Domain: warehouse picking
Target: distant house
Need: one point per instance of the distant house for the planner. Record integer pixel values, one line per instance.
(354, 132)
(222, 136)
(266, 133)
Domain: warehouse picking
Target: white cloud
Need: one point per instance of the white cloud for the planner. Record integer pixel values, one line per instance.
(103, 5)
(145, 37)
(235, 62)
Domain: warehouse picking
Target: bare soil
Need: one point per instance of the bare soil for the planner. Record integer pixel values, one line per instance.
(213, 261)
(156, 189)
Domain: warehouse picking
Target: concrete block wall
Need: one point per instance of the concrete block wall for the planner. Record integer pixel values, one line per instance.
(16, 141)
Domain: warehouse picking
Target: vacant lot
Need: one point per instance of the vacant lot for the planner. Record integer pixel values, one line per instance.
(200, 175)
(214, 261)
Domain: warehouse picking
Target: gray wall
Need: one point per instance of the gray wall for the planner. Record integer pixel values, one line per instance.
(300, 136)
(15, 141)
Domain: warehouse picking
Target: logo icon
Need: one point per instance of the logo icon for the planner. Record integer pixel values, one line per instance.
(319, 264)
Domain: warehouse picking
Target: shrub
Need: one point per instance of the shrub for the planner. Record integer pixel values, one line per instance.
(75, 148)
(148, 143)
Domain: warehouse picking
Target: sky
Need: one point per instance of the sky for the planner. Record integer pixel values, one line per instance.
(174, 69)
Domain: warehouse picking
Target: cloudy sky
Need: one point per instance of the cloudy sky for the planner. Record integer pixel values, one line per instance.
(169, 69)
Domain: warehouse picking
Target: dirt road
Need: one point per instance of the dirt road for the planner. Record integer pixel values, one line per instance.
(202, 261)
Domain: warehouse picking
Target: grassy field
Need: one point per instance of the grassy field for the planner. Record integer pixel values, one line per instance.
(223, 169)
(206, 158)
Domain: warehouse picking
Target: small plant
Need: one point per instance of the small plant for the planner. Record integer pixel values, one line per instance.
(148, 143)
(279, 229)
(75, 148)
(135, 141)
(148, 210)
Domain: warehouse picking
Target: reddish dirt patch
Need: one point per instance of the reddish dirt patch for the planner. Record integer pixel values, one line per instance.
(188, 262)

______

> _EXERCISE_
Pull out every line in the data above that contains the word "dirt", matching case exactly, and copy each one as it appears.

> _TASK RESPONSE_
Target: dirt road
Need: one point per instance of the dirt road for the planner. Record integer pixel values, one line per instance.
Target: reddish dirt patch
Need: one point per instance of the reddish dirt patch for the planner. Record integer pixel values, one line per instance.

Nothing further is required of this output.